GIVEN TASK
Reproduce these lines word for word.

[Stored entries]
------------------------------------------------
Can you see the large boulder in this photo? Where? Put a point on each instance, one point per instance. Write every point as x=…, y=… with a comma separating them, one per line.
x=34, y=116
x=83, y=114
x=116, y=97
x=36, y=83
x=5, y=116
------------------------------------------------
COMPLETE ANSWER
Can you see the large boulder in this photo? Where? Put a point on each instance, one point per instance. Write every point as x=…, y=… with a comma separating them, one per line.
x=34, y=116
x=83, y=114
x=116, y=97
x=36, y=83
x=5, y=116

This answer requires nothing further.